Entries from an annotation dataset
───

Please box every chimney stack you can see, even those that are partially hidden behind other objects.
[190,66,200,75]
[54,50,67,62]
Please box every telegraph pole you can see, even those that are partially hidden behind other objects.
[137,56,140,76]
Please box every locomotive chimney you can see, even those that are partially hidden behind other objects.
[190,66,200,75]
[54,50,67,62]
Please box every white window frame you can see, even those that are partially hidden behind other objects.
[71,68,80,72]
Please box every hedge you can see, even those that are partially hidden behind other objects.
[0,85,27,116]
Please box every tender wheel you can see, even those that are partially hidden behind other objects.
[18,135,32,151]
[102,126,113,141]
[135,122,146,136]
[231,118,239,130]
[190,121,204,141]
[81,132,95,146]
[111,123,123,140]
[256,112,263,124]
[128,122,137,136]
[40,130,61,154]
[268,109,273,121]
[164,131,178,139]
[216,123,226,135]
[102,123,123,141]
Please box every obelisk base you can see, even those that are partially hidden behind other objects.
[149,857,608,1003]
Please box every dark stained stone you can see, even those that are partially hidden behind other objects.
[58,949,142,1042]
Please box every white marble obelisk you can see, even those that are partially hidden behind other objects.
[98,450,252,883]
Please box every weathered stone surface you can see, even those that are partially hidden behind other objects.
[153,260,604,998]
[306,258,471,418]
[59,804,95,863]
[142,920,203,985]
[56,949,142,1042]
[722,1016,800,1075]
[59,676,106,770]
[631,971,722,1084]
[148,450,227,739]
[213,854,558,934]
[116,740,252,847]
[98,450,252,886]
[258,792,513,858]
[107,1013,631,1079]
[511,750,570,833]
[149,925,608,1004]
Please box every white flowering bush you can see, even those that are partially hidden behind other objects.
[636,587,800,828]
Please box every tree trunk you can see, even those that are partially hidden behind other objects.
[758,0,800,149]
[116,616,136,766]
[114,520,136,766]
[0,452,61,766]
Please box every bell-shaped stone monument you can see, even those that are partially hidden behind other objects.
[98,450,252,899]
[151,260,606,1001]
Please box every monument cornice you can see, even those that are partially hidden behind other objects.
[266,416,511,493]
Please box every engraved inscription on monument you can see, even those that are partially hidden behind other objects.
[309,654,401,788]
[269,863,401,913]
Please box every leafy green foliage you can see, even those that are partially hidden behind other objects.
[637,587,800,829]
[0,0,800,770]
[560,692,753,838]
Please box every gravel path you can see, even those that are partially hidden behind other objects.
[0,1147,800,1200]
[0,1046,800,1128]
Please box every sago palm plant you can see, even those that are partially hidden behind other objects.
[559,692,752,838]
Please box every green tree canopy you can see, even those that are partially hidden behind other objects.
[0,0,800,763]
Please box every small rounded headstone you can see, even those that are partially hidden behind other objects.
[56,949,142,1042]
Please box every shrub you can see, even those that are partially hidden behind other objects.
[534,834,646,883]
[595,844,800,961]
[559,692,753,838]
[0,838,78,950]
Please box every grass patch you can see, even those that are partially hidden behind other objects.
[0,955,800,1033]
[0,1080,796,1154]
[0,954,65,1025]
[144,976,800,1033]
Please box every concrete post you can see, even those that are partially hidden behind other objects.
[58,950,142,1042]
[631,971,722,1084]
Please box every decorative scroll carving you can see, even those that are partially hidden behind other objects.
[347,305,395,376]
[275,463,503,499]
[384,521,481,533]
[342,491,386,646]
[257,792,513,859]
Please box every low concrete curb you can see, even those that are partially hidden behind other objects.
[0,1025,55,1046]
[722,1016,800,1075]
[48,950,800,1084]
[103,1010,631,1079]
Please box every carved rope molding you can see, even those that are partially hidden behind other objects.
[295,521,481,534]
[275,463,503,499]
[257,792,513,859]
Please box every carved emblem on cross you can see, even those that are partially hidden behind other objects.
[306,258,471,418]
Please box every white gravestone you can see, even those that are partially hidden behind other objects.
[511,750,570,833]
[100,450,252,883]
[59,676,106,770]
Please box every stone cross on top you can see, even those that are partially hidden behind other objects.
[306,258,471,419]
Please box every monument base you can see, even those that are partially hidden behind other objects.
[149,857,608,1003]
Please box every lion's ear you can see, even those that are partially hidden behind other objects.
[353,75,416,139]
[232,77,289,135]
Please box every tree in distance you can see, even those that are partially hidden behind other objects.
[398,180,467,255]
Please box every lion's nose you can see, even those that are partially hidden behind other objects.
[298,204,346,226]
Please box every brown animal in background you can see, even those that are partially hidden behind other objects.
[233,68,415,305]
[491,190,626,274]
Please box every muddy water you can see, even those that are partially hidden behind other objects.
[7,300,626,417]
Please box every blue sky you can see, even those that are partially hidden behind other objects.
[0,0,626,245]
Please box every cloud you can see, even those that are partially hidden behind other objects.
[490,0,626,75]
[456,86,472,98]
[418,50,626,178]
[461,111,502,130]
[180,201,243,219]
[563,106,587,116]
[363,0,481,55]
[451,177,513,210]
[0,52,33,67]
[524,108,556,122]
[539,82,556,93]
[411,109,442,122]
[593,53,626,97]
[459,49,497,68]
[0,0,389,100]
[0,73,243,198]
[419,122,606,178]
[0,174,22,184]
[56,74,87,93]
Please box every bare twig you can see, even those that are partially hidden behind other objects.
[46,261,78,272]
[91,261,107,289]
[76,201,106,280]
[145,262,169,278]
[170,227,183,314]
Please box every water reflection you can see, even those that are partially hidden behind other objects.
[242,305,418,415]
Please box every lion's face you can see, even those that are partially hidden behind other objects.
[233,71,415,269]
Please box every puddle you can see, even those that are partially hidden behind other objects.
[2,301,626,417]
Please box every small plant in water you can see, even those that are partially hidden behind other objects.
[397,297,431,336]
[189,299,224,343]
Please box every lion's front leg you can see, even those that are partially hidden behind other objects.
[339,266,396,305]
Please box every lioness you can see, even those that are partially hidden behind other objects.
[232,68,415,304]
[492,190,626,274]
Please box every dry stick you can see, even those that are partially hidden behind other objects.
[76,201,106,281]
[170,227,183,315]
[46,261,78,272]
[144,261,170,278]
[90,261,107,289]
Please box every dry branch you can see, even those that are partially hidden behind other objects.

───

# WRITTEN EXERCISE
Locate each line above that contains the word "green", matching case exactly, and copy every such line in full.

# WRITTEN RESPONSE
Please box every leafy green foliage you can see, even those that are partially hidden behind other objects.
Please box every green tree canopy you can see, even those that are partially hidden behind other objects.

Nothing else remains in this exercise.